* **Assignment**:
Return the data below in full and exactly, except that the pictures are dropped.

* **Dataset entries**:
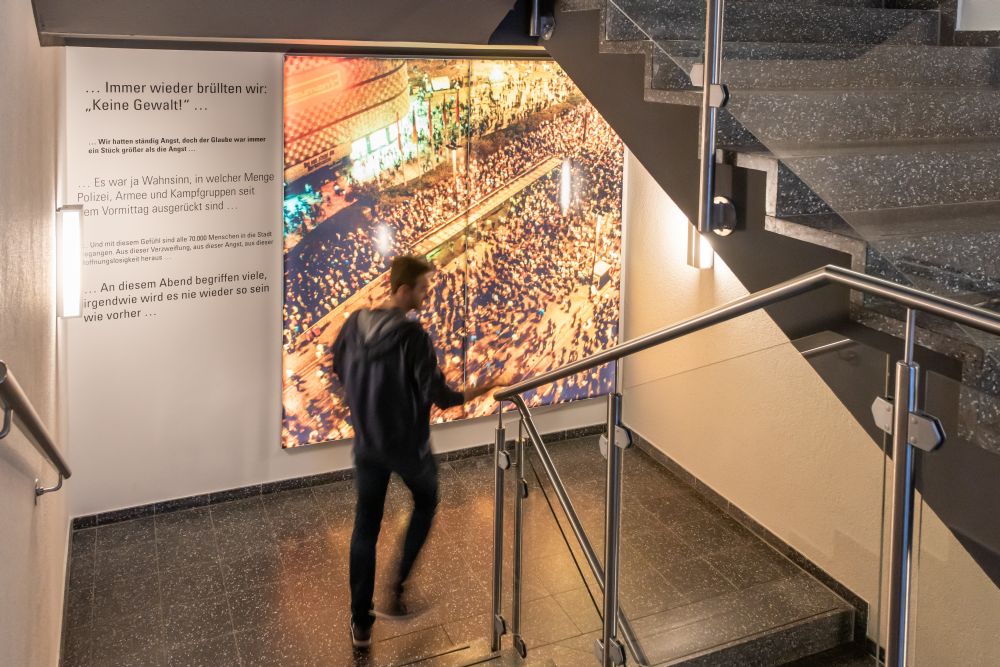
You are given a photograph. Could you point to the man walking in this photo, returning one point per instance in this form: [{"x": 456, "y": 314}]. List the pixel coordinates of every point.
[{"x": 389, "y": 370}]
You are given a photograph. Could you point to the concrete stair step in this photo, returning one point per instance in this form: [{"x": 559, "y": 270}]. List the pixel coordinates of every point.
[
  {"x": 765, "y": 21},
  {"x": 793, "y": 618},
  {"x": 835, "y": 117},
  {"x": 952, "y": 250},
  {"x": 890, "y": 177},
  {"x": 770, "y": 66}
]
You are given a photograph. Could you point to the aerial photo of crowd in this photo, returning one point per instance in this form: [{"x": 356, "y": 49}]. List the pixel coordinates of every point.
[{"x": 523, "y": 225}]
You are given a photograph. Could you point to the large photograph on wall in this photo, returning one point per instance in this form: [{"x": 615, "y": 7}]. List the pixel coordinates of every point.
[{"x": 499, "y": 172}]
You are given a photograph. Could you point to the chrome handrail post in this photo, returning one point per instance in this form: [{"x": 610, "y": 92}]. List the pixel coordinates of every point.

* **Output for this task**:
You are given a photograph. Could you point to the man walking in this photo, returning one point per instance in this form: [{"x": 456, "y": 314}]. List the pixel coordinates of every point.
[{"x": 389, "y": 370}]
You are given a photograph. Could you point to the concrete stair step in this photo, returning one point per instance in this form: [{"x": 559, "y": 270}]. List the pixel coordinates of every point.
[
  {"x": 765, "y": 21},
  {"x": 793, "y": 618},
  {"x": 835, "y": 117},
  {"x": 952, "y": 250},
  {"x": 890, "y": 177},
  {"x": 770, "y": 66}
]
You are given a photograph. Could you point to the aerial photo of crowd in this photo, returning one point per instance in this form: [{"x": 356, "y": 49}]. List the pixel coordinates of every point.
[{"x": 523, "y": 225}]
You are given a photograph. Could you point to the large photograph on wall in this photo, returning one point per instance in this form: [{"x": 615, "y": 7}]. List the pixel coordinates of every point.
[{"x": 499, "y": 172}]
You are given a photograph. Could you point to the chrome handrail post in this photo, returning one point per instance in this form: [{"x": 610, "y": 92}]. List the pixel coordinates of every point.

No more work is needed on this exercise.